A cabeça da minha avó
A Laurinda, a minha avó, e a sua cabeça nasceram no Minho há 86 longínquos anos atrás. O país era outro, aquele Portugal já só se encontra em raras histórias contadas ou escritas.
Filha de uma família pobre de Ponte de Lima, a minha avó cedo começou a trabalhar. Era rapariga e poucas coisas haviam no futuro de uma rapariga para além do trabalho, o casamento e o servir. A vida era feita no campo, com animais, com as hortas e os lavores normais e brutos do antigamente. Não tinha nem dez anos, a escola era uma miragem, a preocupação era a comida em cima da mesa ao final do dia. O objectivo era a sobrevivência, desta e a de muitas famílias, num Portugal de gente calada, obediente e sob uma ditadura que iria durar mais 40 anos.
Aquele Portugal não era sítio bom. Não era sítio de gente feliz e o pobre era quem mais o sabia, é essa a sua sina. A minha avó passou dias em que a comida que colocava no estômago eram frutas apanhadas em árvores e nada mais. Raramente diz que passou fome na infância, mas faz questão de dizer muitas vezes que a comida era muito pouca e que hoje em dia desperdiçamos demasiado. Essa escassez de tudo haveria de lhe marcar o resto da vida, mesmo quando já tinha uma vida mais confortável.

* * * * *

• [EXERCÍCIOS]
1 - Enumera todos os nomes de lugares mencionados no texto sobre a avó Laurinda.
2 - Troca "rapariga" por "menina" no texto sobre a avó Laurinda e reescreve o trecho entre "A cabeça da" e "mais 40 anos.", inclusive.
3 - Retoma o texto sobre a avó Laurinda e continua-o a partir da última frase.
Os registos abaixo provêm de outra fonte.

• [DADOS REGISTADOS]
* * * * *

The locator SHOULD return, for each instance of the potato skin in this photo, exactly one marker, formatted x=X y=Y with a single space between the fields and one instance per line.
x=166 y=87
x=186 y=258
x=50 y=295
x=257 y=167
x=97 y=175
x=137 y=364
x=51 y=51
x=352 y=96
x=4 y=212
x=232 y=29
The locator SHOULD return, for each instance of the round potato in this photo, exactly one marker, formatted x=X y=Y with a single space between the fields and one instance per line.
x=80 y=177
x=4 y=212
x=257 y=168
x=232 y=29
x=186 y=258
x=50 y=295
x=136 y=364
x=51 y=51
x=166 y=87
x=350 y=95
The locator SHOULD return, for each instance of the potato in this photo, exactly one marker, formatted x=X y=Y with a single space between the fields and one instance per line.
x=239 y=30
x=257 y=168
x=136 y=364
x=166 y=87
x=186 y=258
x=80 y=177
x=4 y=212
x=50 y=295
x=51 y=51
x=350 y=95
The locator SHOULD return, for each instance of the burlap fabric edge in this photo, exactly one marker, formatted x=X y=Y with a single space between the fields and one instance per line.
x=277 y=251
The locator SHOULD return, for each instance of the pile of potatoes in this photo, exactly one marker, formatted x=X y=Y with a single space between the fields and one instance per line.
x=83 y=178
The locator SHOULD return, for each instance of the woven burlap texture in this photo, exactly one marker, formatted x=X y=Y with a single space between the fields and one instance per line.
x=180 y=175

* * * * *

• [RESPOSTAS]
1 - Minho, Ponte de Lima, Portugal

2 -
A cabeça da minha avó
A Laurinda, a minha avó, e a sua cabeça nasceram no Minho há 86 longínquos anos atrás. O país era outro, aquele Portugal já só se encontra em raras histórias contadas ou escritas.
Filha de uma família pobre de Ponte de Lima, a minha avó cedo começou a trabalhar. Era menina e poucas coisas haviam no futuro de uma menina para além do trabalho, o casamento e o servir. A vida era feita no campo, com animais, com as hortas e os lavores normais e brutos do antigamente. Não tinha nem dez anos, a escola era uma miragem, a preocupação era a comida em cima da mesa ao final do dia. O objectivo era a sobrevivência, desta e a de muitas famílias, num Portugal de gente calada, obediente e sob uma ditadura que iria durar mais 40 anos.

3 -
Veio para Lisboa muito nova, para servir em casa de "senhores". Gente rica que punha crianças a trabalhar nas suas casas, em tarefas domésticas e tudo o que disso advém. Um Portugal de classes bem distintas, uma Lisboa de gente rica e que dependia do outro Portugal, o sempre esquecido mas vital Portugal pobre.
Foram anos em casa dos senhores, onde aprendeu a cozinhar aquilo que no futuro iria deliciar filhos, netos e bisnetos, anos esses onde a escola continuava a ser uma miragem. Ser uma mulher nestes anos era impedimento do mais básico, do mais elementar.
A Laurinda nunca aprendeu a escrever, nunca aprendeu a ler. Nunca foi exposta ao mínimo de educação formal. O impacto disso é incalculável e é algo que, há muito tempo, me entristece profundamente. Contudo, isso não fez com que a cabeça da Laurinda fosse menos profunda, menos inquisitiva que as de todos nós.
Teve sempre uma cabeça que pensava demais, demasiado rápido e com demasiado afinco. E nunca perdeu totalmente o sotaque minhoto, ficando como que uma raíz, uma ligação aos inícios.
Casou com o meu avô, um homem que tinha pouco de sensível e que raramente a tratava com carinho, um homem que descobriu os prazeres do alcool bem cedo. Frequentemente contava a minha avó como ele ia sair todas as noites com os amigos e ela era proibida disso. Ficava em casa, à espera do regresso do seu homem, a rezar por boas sortes e bons vinhos.
Teve dois filhos, o mais velho o meu pai, e para eles viveu o resto da vida. Foram o produto da sua vida. Foi tão boa mãe como boa avó, cumprindo, avançando.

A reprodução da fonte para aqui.